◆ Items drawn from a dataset
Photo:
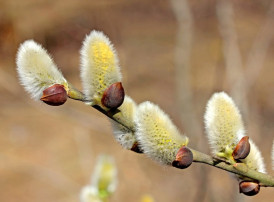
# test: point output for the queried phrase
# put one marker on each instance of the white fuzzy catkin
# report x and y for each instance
(254, 160)
(123, 135)
(36, 69)
(157, 136)
(99, 66)
(223, 123)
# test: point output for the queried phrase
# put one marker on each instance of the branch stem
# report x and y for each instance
(199, 157)
(263, 179)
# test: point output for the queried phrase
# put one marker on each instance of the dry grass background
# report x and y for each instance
(48, 153)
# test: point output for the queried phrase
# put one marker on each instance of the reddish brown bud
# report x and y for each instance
(136, 148)
(55, 95)
(249, 188)
(242, 149)
(183, 159)
(113, 96)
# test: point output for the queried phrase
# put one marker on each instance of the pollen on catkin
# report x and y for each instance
(36, 69)
(254, 160)
(157, 136)
(122, 134)
(223, 124)
(99, 66)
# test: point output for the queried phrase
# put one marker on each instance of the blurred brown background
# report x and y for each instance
(175, 53)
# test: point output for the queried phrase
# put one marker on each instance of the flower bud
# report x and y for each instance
(249, 188)
(136, 148)
(242, 149)
(113, 96)
(55, 95)
(183, 159)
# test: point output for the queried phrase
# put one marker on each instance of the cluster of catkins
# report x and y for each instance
(143, 128)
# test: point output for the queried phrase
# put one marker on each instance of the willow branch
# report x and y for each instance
(199, 157)
(239, 169)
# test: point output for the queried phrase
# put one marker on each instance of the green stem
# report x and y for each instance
(198, 157)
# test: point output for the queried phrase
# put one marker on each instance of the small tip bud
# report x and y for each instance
(242, 149)
(249, 188)
(54, 95)
(183, 159)
(136, 148)
(113, 96)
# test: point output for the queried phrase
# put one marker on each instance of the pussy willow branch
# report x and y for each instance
(199, 157)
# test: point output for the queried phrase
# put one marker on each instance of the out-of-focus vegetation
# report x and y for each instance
(47, 153)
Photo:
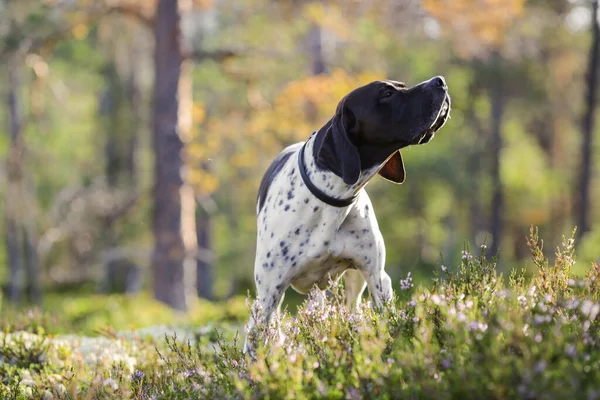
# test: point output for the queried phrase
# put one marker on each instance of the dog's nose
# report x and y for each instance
(437, 81)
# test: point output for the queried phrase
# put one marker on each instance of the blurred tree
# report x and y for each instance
(582, 202)
(169, 248)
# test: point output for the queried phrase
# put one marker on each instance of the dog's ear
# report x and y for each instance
(393, 168)
(337, 150)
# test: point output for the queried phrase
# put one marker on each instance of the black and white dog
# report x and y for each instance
(315, 220)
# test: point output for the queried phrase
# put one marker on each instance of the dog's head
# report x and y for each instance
(372, 123)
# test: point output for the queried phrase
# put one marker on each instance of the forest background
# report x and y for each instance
(134, 134)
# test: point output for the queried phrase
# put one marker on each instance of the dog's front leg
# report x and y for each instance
(378, 281)
(268, 301)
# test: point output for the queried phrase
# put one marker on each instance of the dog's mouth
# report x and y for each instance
(443, 115)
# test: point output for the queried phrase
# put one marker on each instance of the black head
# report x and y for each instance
(373, 122)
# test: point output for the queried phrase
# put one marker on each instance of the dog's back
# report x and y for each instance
(272, 172)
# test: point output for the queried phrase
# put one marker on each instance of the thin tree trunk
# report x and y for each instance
(477, 223)
(14, 249)
(585, 175)
(32, 266)
(108, 110)
(169, 251)
(497, 104)
(205, 264)
(315, 43)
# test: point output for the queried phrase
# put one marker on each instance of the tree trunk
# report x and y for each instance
(205, 263)
(169, 251)
(315, 44)
(497, 104)
(583, 201)
(32, 266)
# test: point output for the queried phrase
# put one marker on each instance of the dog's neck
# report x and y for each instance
(325, 180)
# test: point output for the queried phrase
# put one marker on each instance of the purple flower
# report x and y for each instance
(137, 375)
(407, 283)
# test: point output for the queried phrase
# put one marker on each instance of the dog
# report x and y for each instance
(315, 220)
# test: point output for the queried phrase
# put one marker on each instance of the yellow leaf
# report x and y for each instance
(80, 31)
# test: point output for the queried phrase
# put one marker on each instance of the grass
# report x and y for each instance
(471, 333)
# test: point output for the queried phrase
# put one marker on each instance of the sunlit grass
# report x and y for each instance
(470, 333)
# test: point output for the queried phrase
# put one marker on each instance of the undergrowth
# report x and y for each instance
(470, 334)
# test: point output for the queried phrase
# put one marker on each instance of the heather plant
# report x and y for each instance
(468, 334)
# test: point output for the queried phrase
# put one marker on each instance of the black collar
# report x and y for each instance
(318, 193)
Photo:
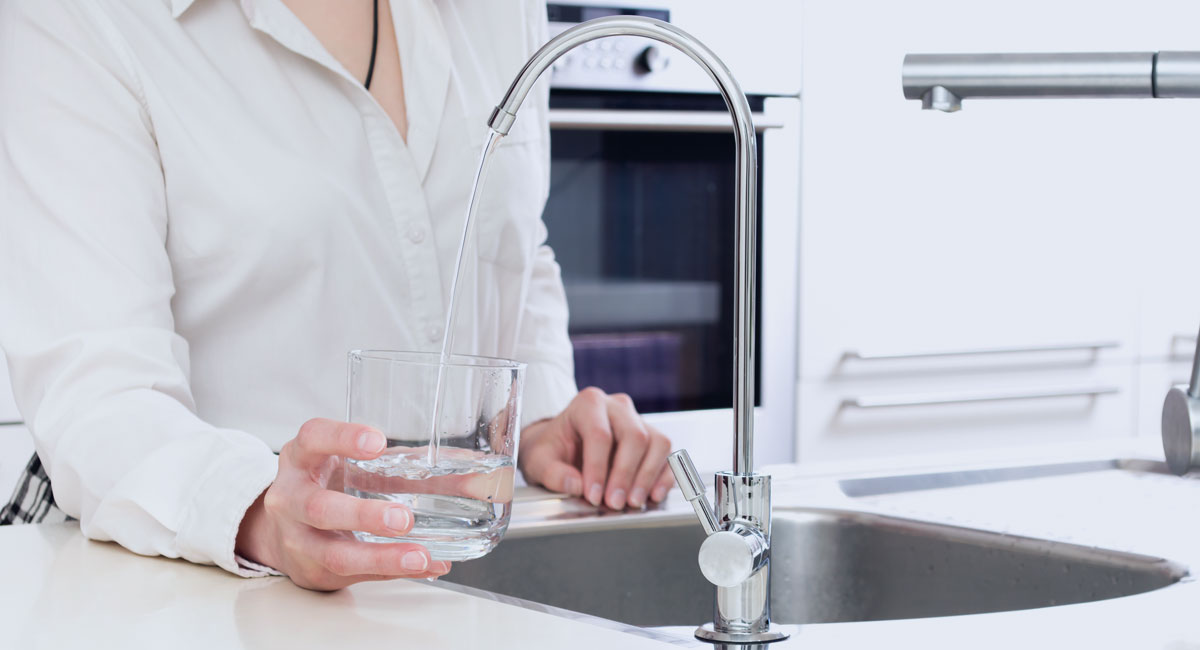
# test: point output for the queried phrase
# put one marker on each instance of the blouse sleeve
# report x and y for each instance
(85, 299)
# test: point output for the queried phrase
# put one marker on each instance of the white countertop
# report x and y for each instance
(61, 590)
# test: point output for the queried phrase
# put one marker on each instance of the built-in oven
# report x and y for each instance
(641, 218)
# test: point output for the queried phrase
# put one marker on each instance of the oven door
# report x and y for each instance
(641, 218)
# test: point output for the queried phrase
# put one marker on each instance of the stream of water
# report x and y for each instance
(468, 227)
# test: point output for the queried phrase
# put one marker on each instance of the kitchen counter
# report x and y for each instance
(61, 590)
(64, 591)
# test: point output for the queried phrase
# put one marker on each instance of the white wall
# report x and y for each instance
(1009, 224)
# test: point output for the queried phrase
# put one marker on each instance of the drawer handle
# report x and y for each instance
(855, 355)
(937, 399)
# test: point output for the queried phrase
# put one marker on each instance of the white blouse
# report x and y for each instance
(202, 211)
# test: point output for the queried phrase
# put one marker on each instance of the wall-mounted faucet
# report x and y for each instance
(736, 555)
(942, 80)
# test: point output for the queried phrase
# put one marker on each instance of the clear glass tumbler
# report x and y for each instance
(460, 487)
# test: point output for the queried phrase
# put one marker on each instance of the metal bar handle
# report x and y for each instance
(685, 121)
(868, 403)
(855, 355)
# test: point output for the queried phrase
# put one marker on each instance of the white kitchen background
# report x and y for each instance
(1009, 226)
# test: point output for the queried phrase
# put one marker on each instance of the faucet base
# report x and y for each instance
(706, 632)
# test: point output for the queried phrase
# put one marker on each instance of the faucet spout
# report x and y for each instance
(736, 555)
(747, 170)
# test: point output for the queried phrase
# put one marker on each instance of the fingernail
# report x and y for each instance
(396, 518)
(595, 494)
(617, 499)
(371, 441)
(414, 560)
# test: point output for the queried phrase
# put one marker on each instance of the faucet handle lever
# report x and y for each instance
(693, 488)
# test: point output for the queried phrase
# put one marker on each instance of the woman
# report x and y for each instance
(209, 202)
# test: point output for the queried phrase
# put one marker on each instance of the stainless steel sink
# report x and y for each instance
(829, 566)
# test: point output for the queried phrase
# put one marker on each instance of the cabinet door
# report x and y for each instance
(1008, 224)
(9, 411)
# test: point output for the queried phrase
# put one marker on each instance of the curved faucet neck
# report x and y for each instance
(745, 210)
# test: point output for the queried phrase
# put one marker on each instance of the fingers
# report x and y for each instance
(654, 462)
(633, 440)
(588, 415)
(553, 473)
(330, 510)
(319, 439)
(349, 558)
(334, 563)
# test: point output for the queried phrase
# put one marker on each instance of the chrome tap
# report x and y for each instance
(1181, 422)
(942, 80)
(736, 555)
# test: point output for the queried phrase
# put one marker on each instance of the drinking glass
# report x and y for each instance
(456, 476)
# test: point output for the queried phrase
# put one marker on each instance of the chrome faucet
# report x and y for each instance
(942, 80)
(736, 555)
(1181, 422)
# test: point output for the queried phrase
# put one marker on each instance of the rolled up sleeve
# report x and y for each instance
(100, 374)
(543, 341)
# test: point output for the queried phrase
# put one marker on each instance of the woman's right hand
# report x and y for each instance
(300, 525)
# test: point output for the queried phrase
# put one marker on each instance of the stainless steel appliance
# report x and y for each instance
(641, 215)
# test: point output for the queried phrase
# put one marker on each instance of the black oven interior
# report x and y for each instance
(642, 226)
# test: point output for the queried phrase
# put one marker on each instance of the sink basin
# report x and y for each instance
(827, 566)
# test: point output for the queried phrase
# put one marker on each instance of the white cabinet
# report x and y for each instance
(887, 417)
(1012, 224)
(9, 411)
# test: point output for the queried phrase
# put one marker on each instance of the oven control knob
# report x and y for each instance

◆ INSTRUCTIONS TO FOLLOW
Tally the lines of the listing above that contain the string "flower". Reply with the number alone.

◆ TASK SOLUTION
2